TASK REQUIREMENTS: Copy the lines of the material verbatim, starting at the line that contains "Target: palm tree trunk" and ending at the last line of the material, with both ends included.

[Position annotation material]
** BEGIN **

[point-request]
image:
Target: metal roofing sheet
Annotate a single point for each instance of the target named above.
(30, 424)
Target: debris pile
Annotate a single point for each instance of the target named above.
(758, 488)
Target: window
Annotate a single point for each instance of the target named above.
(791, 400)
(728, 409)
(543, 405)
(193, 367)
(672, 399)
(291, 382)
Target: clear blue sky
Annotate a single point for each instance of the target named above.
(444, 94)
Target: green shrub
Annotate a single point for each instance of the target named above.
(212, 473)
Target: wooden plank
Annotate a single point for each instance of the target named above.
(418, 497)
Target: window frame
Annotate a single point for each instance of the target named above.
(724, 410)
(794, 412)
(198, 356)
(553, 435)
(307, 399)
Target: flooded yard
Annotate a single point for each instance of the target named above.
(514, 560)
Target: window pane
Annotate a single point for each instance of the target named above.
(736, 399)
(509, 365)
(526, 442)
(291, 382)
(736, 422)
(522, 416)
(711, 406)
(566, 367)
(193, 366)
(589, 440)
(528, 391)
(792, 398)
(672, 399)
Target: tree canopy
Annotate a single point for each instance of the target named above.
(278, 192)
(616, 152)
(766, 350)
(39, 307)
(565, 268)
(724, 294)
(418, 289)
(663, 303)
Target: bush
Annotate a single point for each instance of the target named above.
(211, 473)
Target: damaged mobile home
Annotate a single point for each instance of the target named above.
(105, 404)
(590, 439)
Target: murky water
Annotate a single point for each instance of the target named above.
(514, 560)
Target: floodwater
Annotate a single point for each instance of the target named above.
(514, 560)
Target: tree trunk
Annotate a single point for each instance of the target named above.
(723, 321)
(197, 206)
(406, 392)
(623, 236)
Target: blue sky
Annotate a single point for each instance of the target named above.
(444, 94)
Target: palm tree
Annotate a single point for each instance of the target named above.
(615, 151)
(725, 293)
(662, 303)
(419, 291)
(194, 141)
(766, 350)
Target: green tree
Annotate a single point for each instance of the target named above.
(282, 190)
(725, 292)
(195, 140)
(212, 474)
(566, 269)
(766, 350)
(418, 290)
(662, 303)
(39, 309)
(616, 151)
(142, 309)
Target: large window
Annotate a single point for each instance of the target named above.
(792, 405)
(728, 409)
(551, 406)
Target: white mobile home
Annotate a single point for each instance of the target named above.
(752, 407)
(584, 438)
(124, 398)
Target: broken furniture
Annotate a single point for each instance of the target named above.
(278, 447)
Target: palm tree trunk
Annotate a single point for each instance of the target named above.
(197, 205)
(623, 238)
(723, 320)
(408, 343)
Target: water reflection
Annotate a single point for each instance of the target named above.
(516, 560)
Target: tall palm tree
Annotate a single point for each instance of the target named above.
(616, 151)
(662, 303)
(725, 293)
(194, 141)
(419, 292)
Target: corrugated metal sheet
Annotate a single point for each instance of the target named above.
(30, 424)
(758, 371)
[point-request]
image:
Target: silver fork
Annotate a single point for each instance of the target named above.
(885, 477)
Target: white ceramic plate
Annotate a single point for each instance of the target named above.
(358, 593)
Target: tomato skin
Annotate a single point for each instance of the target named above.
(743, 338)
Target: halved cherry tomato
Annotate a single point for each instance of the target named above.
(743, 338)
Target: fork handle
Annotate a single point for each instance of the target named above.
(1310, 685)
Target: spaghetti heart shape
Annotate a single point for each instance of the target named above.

** END **

TASK ANSWER:
Target: palm tree trunk
Annotate a single point for each instance of the target named above.
(197, 205)
(623, 238)
(723, 320)
(408, 343)
Target: water reflection
Annotate a single point for each instance of the target named above.
(516, 560)
Target: tall palm tree
Annotate a single point for each instance of the target named above.
(616, 151)
(662, 303)
(725, 293)
(194, 141)
(419, 292)
Target: corrugated metal sheet
Annotate a single point for each instance of the target named above.
(30, 424)
(758, 371)
[point-request]
image:
Target: silver fork
Annotate a single point for each instance of the target named above.
(885, 477)
Target: white ceramic plate
Annotate a single point for each instance of the target named above.
(358, 593)
Target: tomato skin
Annotate a single point for each instance of the target named above.
(743, 338)
Target: halved cherry tomato
Annotate a single point for each instance of the target named above.
(743, 338)
Target: fork handle
Annotate a single point for each instance of the target named above.
(1310, 685)
Target: spaghetti heart shape
Annotate a single point for each instance of the target named above.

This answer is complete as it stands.